Passage to read
═══

Yes, you should use File.Exists. Exceptions should be used for exceptional situations not to control the normal flow of your program. In your case, a file not being there is not an exceptional occurrence. Therefore, you should not rely on exceptions.

UPDATE:

So everyone can try it for themselves, I'll post my test code. For non existing files, relying on File.Open to throw an exception for you is about 50 times worse than checking with File.Exists.

class Program
{
   static void Main(string[] args)
   {
      TimeSpan ts1 = TimeIt(OpenExistingFileWithCheck);

      TimeSpan ts2 = TimeIt(OpenExistingFileWithoutCheck);

      TimeSpan ts3 = TimeIt(OpenNonExistingFileWithCheck);

      TimeSpan ts4 = TimeIt(OpenNonExistingFileWithoutCheck);
   }

   private static TimeSpan TimeIt(Action action)
   {
      int loopSize = 10000;

      DateTime startTime = DateTime.Now;
      for (int i = 0; i < loopSize; i++)
      {
         action();
      }

      return DateTime.Now.Subtract(startTime);
   }

   private static void OpenExistingFileWithCheck()
   {
      string file = @"C:\temp\existingfile.txt";
      if (File.Exists(file))
      {
         using (FileStream fs = File.Open(file, FileMode.Open, FileAccess.Read))
         {
         }
      }
   }

   private static void OpenExistingFileWithoutCheck()
   {
      string file = @"C:\temp\existingfile.txt";
      using (FileStream fs = File.Open(file, FileMode.Open, FileAccess.Read))
      {
      }
   }

   private static void OpenNonExistingFileWithCheck()
   {
      string file = @"C:\temp\nonexistantfile.txt";
      if (File.Exists(file))
      {
         using (FileStream fs = File.Open(file, FileMode.Open, FileAccess.Read))
         {
         }
      }
   }

   private static void OpenNonExistingFileWithoutCheck()
   {
      try
      {
         string file = @"C:\temp\nonexistantfile.txt";
         using (FileStream fs = File.Open(file, FileMode.Open, FileAccess.Read))
         {
         }
      }
      catch (Exception ex)
      {
      }
   }
}

On my computer:

  1. ts1 = .75 seconds (same with or without debugger attached)
  2. ts2 = .56 seconds (same with or without debugger attached)
  3. ts3 = .14 seconds (same with or without debugger attached)
  4. ts4 = 14.28 seconds (with debugger attached)
  5. ts4 = 1.07 (without debugger attached)

UPDATE:

I added details on whether a dubgger was attached or not. I tested debug and release build but the only thing that made a difference was the one function that ended up throwing exceptions while the debugger was attached (which makes sense). Still though, checking with File.Exists is the best choice.

Russell McClure
You've explained why `File.TryOpenRead` should be used instead of `File.OpenRead`. Unfortunately `File.TryOpenRead` doesn't actually exist. And `File.Exists` is not at all equivalent to `File.TryOpenRead`.

═══

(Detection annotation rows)

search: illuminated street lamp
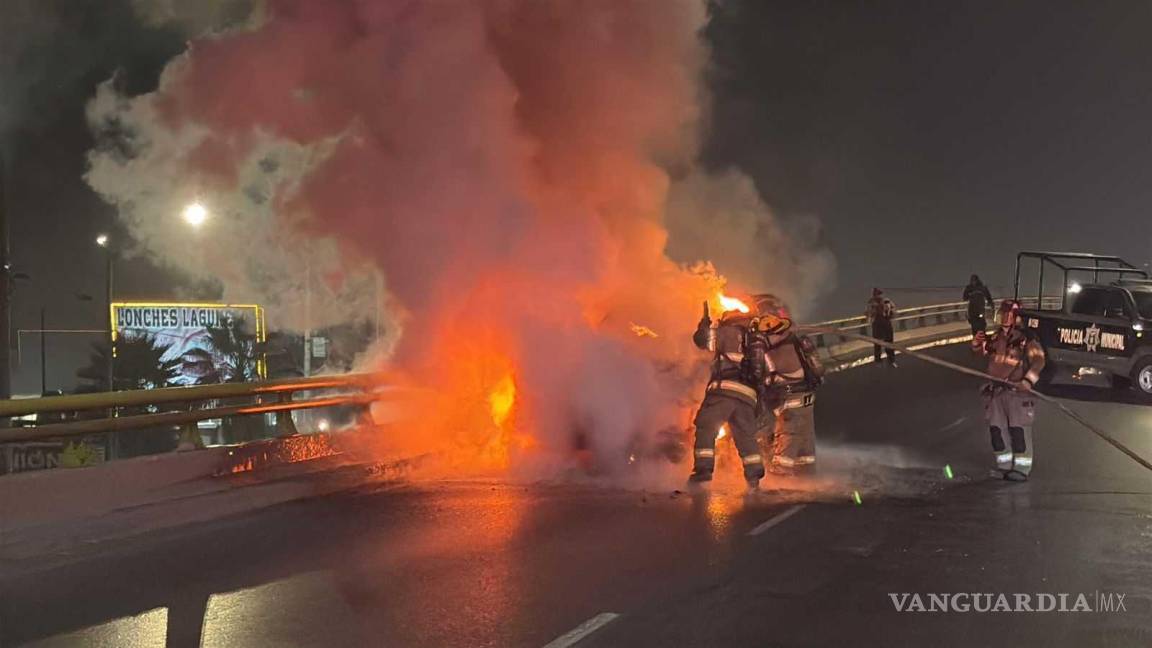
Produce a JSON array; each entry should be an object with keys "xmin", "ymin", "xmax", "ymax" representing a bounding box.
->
[
  {"xmin": 96, "ymin": 233, "xmax": 116, "ymax": 392},
  {"xmin": 182, "ymin": 203, "xmax": 209, "ymax": 227}
]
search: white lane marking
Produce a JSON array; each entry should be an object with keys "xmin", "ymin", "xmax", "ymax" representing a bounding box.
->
[
  {"xmin": 748, "ymin": 504, "xmax": 808, "ymax": 535},
  {"xmin": 939, "ymin": 416, "xmax": 968, "ymax": 432},
  {"xmin": 544, "ymin": 612, "xmax": 620, "ymax": 648}
]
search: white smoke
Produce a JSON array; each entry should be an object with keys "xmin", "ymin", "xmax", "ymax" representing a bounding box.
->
[
  {"xmin": 85, "ymin": 76, "xmax": 391, "ymax": 331},
  {"xmin": 666, "ymin": 169, "xmax": 836, "ymax": 317}
]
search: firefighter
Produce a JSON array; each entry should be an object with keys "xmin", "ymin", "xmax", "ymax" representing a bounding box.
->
[
  {"xmin": 753, "ymin": 295, "xmax": 824, "ymax": 476},
  {"xmin": 864, "ymin": 288, "xmax": 896, "ymax": 367},
  {"xmin": 963, "ymin": 274, "xmax": 995, "ymax": 336},
  {"xmin": 689, "ymin": 295, "xmax": 765, "ymax": 490},
  {"xmin": 972, "ymin": 300, "xmax": 1045, "ymax": 482}
]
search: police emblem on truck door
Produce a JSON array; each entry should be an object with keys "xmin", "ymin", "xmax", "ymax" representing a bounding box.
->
[{"xmin": 1084, "ymin": 324, "xmax": 1100, "ymax": 353}]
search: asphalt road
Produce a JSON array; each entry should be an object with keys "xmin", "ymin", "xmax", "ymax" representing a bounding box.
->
[{"xmin": 0, "ymin": 348, "xmax": 1152, "ymax": 648}]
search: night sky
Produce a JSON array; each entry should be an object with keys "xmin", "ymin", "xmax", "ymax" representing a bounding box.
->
[{"xmin": 0, "ymin": 0, "xmax": 1152, "ymax": 393}]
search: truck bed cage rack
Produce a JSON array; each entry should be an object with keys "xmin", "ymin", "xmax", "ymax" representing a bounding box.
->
[{"xmin": 1014, "ymin": 251, "xmax": 1149, "ymax": 310}]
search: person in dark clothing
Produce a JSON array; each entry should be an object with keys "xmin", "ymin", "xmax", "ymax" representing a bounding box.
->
[
  {"xmin": 964, "ymin": 274, "xmax": 992, "ymax": 336},
  {"xmin": 864, "ymin": 288, "xmax": 896, "ymax": 367}
]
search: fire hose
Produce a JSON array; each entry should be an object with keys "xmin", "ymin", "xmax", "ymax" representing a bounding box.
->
[{"xmin": 796, "ymin": 326, "xmax": 1152, "ymax": 470}]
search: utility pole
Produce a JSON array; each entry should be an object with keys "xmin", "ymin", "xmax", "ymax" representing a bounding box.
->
[{"xmin": 0, "ymin": 151, "xmax": 12, "ymax": 399}]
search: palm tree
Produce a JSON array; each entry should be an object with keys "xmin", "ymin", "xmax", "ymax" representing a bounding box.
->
[{"xmin": 206, "ymin": 316, "xmax": 256, "ymax": 383}]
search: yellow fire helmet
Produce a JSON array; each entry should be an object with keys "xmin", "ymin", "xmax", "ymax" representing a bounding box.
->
[{"xmin": 752, "ymin": 294, "xmax": 791, "ymax": 334}]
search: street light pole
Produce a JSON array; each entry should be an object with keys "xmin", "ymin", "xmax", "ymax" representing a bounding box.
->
[
  {"xmin": 104, "ymin": 248, "xmax": 116, "ymax": 392},
  {"xmin": 40, "ymin": 306, "xmax": 48, "ymax": 395},
  {"xmin": 96, "ymin": 234, "xmax": 116, "ymax": 392},
  {"xmin": 304, "ymin": 251, "xmax": 312, "ymax": 378},
  {"xmin": 0, "ymin": 149, "xmax": 12, "ymax": 399}
]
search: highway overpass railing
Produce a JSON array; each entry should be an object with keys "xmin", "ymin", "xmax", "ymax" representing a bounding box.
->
[
  {"xmin": 0, "ymin": 374, "xmax": 392, "ymax": 473},
  {"xmin": 809, "ymin": 296, "xmax": 1061, "ymax": 369},
  {"xmin": 0, "ymin": 297, "xmax": 1060, "ymax": 474}
]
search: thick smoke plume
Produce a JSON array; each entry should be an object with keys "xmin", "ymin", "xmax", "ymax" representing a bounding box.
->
[{"xmin": 90, "ymin": 0, "xmax": 829, "ymax": 469}]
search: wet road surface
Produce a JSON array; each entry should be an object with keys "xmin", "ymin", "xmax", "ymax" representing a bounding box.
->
[{"xmin": 0, "ymin": 348, "xmax": 1152, "ymax": 647}]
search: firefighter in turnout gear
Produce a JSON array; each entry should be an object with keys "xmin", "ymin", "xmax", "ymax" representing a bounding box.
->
[
  {"xmin": 689, "ymin": 302, "xmax": 765, "ymax": 489},
  {"xmin": 753, "ymin": 295, "xmax": 824, "ymax": 475},
  {"xmin": 972, "ymin": 300, "xmax": 1045, "ymax": 482}
]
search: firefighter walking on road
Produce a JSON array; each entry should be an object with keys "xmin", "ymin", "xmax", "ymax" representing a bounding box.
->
[
  {"xmin": 864, "ymin": 288, "xmax": 896, "ymax": 367},
  {"xmin": 689, "ymin": 303, "xmax": 766, "ymax": 489},
  {"xmin": 972, "ymin": 300, "xmax": 1045, "ymax": 482}
]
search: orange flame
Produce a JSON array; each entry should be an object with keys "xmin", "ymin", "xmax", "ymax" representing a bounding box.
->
[
  {"xmin": 488, "ymin": 375, "xmax": 516, "ymax": 428},
  {"xmin": 719, "ymin": 293, "xmax": 752, "ymax": 312},
  {"xmin": 631, "ymin": 322, "xmax": 660, "ymax": 338}
]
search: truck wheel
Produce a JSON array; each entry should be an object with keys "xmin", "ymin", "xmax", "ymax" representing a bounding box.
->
[{"xmin": 1132, "ymin": 357, "xmax": 1152, "ymax": 400}]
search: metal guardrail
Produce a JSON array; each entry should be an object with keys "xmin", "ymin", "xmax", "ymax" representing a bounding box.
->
[
  {"xmin": 0, "ymin": 297, "xmax": 1061, "ymax": 465},
  {"xmin": 0, "ymin": 374, "xmax": 386, "ymax": 442},
  {"xmin": 810, "ymin": 296, "xmax": 1061, "ymax": 348}
]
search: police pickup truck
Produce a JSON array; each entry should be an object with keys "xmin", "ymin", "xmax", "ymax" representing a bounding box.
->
[{"xmin": 1016, "ymin": 251, "xmax": 1152, "ymax": 402}]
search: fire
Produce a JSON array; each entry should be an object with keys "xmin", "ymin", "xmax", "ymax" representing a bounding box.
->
[
  {"xmin": 719, "ymin": 293, "xmax": 751, "ymax": 312},
  {"xmin": 488, "ymin": 375, "xmax": 516, "ymax": 428},
  {"xmin": 631, "ymin": 322, "xmax": 660, "ymax": 338}
]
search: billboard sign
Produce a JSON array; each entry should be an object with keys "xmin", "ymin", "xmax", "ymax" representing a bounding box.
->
[{"xmin": 112, "ymin": 302, "xmax": 266, "ymax": 387}]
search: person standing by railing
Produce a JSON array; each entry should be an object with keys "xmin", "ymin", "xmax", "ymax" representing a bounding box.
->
[
  {"xmin": 864, "ymin": 288, "xmax": 896, "ymax": 367},
  {"xmin": 963, "ymin": 274, "xmax": 992, "ymax": 336}
]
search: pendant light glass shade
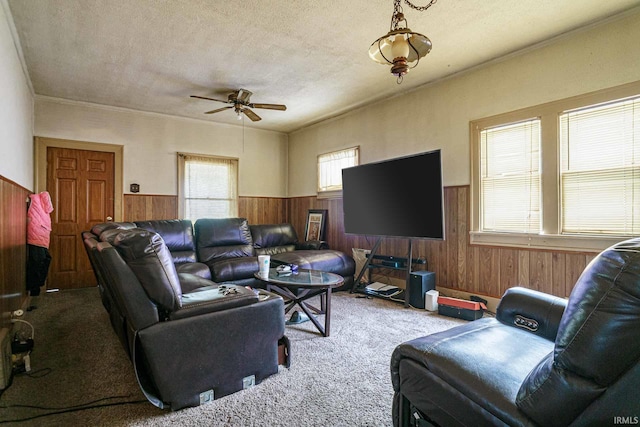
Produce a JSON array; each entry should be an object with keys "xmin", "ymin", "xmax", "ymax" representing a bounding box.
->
[
  {"xmin": 369, "ymin": 28, "xmax": 431, "ymax": 68},
  {"xmin": 369, "ymin": 0, "xmax": 437, "ymax": 83}
]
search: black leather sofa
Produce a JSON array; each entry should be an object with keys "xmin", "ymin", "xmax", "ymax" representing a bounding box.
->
[
  {"xmin": 91, "ymin": 218, "xmax": 355, "ymax": 291},
  {"xmin": 391, "ymin": 238, "xmax": 640, "ymax": 427},
  {"xmin": 83, "ymin": 224, "xmax": 289, "ymax": 410}
]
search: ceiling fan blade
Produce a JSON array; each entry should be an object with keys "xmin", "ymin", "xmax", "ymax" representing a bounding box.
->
[
  {"xmin": 191, "ymin": 95, "xmax": 229, "ymax": 104},
  {"xmin": 249, "ymin": 104, "xmax": 287, "ymax": 111},
  {"xmin": 205, "ymin": 106, "xmax": 233, "ymax": 114},
  {"xmin": 242, "ymin": 108, "xmax": 262, "ymax": 122},
  {"xmin": 237, "ymin": 89, "xmax": 252, "ymax": 103}
]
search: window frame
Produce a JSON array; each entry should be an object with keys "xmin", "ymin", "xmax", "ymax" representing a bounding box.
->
[
  {"xmin": 316, "ymin": 145, "xmax": 360, "ymax": 199},
  {"xmin": 469, "ymin": 81, "xmax": 640, "ymax": 252},
  {"xmin": 177, "ymin": 152, "xmax": 240, "ymax": 218}
]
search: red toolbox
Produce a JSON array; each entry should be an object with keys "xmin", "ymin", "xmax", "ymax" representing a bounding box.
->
[{"xmin": 438, "ymin": 297, "xmax": 487, "ymax": 320}]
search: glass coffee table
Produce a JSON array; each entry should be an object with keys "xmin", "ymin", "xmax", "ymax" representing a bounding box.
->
[{"xmin": 254, "ymin": 268, "xmax": 344, "ymax": 337}]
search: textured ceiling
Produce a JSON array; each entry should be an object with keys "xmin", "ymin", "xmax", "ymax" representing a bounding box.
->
[{"xmin": 8, "ymin": 0, "xmax": 639, "ymax": 132}]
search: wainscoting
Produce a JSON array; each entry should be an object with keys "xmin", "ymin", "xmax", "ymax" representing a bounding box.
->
[
  {"xmin": 288, "ymin": 186, "xmax": 596, "ymax": 298},
  {"xmin": 0, "ymin": 176, "xmax": 30, "ymax": 328},
  {"xmin": 123, "ymin": 194, "xmax": 287, "ymax": 224},
  {"xmin": 124, "ymin": 186, "xmax": 596, "ymax": 298}
]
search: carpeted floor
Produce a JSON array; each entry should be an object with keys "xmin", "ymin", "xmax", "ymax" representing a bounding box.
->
[{"xmin": 0, "ymin": 288, "xmax": 465, "ymax": 426}]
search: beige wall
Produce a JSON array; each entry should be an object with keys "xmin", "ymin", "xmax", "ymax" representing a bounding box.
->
[
  {"xmin": 289, "ymin": 13, "xmax": 640, "ymax": 197},
  {"xmin": 0, "ymin": 2, "xmax": 33, "ymax": 190},
  {"xmin": 35, "ymin": 96, "xmax": 288, "ymax": 197}
]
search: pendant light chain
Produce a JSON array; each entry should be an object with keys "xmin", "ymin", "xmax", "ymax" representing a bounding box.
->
[{"xmin": 404, "ymin": 0, "xmax": 438, "ymax": 12}]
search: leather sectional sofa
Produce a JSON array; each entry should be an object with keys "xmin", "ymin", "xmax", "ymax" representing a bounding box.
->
[
  {"xmin": 391, "ymin": 238, "xmax": 640, "ymax": 427},
  {"xmin": 82, "ymin": 218, "xmax": 355, "ymax": 410},
  {"xmin": 87, "ymin": 218, "xmax": 355, "ymax": 290},
  {"xmin": 83, "ymin": 226, "xmax": 289, "ymax": 410}
]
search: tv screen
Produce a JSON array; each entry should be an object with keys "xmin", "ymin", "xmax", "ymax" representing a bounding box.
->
[{"xmin": 342, "ymin": 150, "xmax": 444, "ymax": 240}]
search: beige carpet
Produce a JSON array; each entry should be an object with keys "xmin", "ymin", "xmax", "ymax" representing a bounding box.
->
[{"xmin": 0, "ymin": 288, "xmax": 465, "ymax": 426}]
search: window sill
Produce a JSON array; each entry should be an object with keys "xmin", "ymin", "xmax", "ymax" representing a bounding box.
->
[
  {"xmin": 316, "ymin": 190, "xmax": 342, "ymax": 199},
  {"xmin": 469, "ymin": 231, "xmax": 630, "ymax": 252}
]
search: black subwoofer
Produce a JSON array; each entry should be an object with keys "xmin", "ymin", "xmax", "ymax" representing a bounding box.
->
[{"xmin": 409, "ymin": 271, "xmax": 436, "ymax": 308}]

═══

Complete the following
A – Reproduce the forum answer from "Yes, you should" to "checking with File.Exists.", swapping each occurrence of "File.Exists" for "Directory.Exists".
B – Show every line in the rows that contains the string "window"; case counts.
The forum answer and the rows are independent materials with no connection to each other.

Expected results
A –
Yes, you should use Directory.Exists. Exceptions should be used for exceptional situations not to control the normal flow of your program. In your case, a file not being there is not an exceptional occurrence. Therefore, you should not rely on exceptions.

UPDATE:

So everyone can try it for themselves, I'll post my test code. For non existing files, relying on File.Open to throw an exception for you is about 50 times worse than checking with Directory.Exists.

B –
search: window frame
search: window sill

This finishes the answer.